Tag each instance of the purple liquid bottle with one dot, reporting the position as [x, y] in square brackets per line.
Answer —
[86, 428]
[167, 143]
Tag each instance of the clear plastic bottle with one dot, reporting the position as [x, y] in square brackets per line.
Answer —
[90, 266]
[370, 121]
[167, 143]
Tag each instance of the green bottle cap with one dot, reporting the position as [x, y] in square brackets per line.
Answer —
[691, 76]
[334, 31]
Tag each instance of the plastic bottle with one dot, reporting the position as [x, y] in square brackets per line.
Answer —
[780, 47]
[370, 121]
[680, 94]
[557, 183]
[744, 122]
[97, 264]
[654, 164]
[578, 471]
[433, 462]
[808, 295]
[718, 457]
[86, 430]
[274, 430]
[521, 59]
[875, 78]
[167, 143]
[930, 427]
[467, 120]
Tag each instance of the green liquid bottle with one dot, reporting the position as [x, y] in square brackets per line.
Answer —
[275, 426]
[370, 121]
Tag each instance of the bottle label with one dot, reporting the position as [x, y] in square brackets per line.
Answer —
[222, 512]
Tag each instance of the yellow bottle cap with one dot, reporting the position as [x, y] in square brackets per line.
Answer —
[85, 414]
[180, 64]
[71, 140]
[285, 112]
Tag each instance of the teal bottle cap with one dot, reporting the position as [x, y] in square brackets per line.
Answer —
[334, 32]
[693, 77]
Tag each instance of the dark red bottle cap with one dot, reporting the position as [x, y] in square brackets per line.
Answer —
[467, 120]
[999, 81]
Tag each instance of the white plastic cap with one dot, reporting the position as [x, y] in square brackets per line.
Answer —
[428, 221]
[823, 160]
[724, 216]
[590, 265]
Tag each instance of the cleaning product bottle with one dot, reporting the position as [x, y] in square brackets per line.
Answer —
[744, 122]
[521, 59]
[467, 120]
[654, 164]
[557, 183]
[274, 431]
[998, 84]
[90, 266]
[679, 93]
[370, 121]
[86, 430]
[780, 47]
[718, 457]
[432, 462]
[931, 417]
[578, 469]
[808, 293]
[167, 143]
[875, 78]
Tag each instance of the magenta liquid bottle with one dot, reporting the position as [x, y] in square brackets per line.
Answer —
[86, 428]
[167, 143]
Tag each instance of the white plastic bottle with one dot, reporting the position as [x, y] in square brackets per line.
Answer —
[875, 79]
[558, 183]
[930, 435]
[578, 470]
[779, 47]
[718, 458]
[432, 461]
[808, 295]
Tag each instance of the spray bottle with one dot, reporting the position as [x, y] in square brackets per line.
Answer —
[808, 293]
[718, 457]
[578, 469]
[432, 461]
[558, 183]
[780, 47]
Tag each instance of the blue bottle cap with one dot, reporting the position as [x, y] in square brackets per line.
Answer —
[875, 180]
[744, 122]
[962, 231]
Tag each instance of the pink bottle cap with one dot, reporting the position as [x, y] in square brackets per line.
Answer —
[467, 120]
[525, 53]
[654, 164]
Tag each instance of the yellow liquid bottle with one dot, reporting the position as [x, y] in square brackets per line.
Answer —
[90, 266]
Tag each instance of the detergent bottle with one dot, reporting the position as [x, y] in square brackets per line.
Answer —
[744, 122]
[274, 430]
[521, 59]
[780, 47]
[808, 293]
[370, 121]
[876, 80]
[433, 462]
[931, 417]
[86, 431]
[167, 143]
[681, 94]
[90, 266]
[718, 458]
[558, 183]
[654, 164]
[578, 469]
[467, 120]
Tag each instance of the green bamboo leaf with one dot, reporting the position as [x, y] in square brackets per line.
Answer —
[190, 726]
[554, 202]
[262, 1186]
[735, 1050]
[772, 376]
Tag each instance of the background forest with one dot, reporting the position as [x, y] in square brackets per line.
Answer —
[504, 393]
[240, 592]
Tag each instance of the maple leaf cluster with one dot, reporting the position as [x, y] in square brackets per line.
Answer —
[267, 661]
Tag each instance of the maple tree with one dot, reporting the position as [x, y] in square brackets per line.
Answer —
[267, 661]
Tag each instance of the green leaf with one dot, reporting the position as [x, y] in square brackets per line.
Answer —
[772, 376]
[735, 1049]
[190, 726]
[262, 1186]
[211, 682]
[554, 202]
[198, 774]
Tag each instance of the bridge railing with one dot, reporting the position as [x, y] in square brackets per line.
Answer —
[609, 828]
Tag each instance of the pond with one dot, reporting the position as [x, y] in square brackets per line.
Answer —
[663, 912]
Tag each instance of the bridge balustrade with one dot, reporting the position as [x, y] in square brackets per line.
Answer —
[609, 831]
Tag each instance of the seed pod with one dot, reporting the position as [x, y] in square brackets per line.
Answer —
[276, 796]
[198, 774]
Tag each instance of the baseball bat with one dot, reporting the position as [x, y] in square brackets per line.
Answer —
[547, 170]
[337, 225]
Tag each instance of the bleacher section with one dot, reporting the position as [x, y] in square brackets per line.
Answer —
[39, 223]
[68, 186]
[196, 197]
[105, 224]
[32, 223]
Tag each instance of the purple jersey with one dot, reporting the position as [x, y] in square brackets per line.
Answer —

- Task to carry out
The lines holding the string "plastic" are what is needed from the material above.

- Reply
Tag each instance of the clear plastic bottle with one dot, reporting the position as [x, y] in square brackets per line.
Tag each instance of the plastic bottle with one dot, reporting the position as [x, y] in square brackets per line.
Tag each instance of the white plastic cap with one dot, reporting the position as [x, y] in square brackets per line.
Tag each instance of the white plastic bottle with one dot, reporting the position as [x, y] in square brackets per line.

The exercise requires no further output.